TASK GOAL =>
Count how many lines in the material below contain the word "each". Reply with that number alone.

RECORDS SHOWN =>
— Begin —

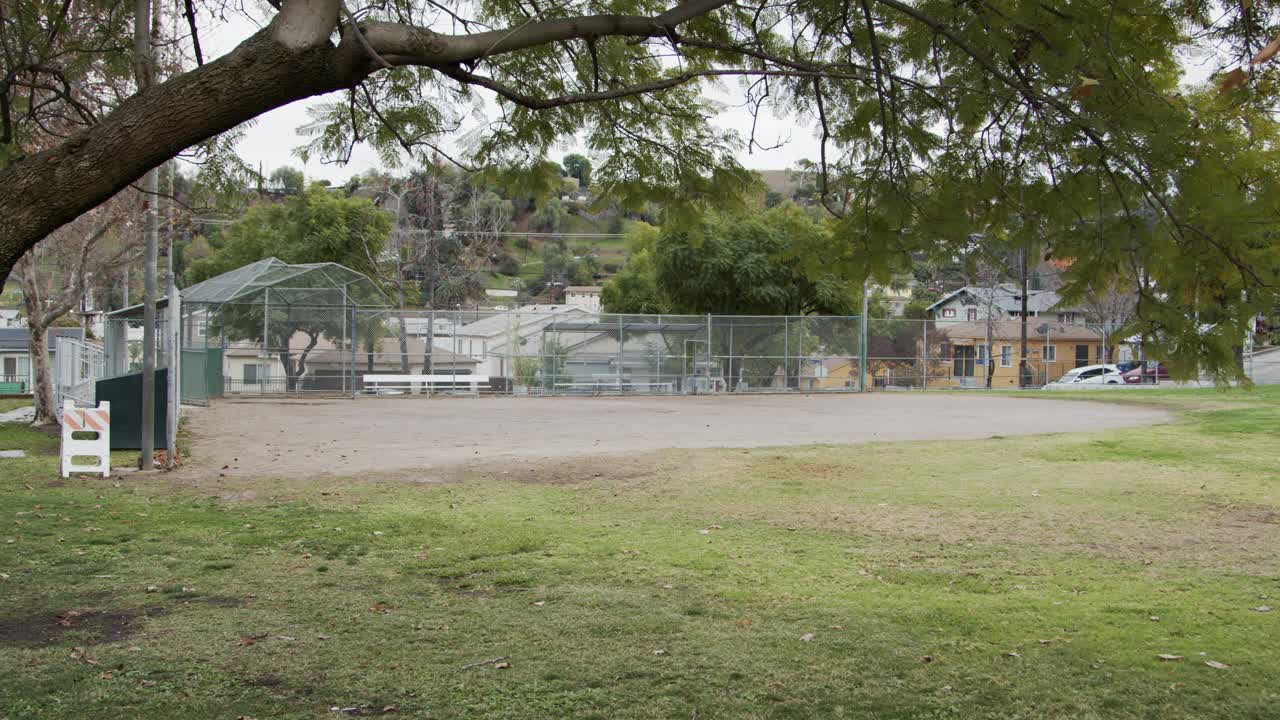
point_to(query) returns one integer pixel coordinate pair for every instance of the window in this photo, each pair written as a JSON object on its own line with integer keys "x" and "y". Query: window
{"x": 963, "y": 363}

— End —
— Begin —

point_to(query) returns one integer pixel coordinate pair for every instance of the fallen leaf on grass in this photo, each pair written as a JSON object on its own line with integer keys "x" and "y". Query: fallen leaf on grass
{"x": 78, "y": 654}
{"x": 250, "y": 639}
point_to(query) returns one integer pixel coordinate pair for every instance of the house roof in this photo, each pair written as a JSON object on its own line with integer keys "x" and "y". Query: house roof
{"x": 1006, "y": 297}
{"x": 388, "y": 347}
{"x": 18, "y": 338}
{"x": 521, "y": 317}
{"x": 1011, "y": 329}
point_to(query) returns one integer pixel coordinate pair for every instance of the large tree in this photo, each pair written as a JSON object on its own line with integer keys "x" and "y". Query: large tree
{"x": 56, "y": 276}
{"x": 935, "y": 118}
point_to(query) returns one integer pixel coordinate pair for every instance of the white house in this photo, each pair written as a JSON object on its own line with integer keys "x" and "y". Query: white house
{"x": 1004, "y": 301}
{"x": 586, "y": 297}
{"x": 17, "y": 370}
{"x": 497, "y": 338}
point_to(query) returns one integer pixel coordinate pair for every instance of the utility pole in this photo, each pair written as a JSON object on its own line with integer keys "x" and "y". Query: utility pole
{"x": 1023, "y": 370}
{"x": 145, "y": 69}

— End —

EXERCISE RESPONSE =>
6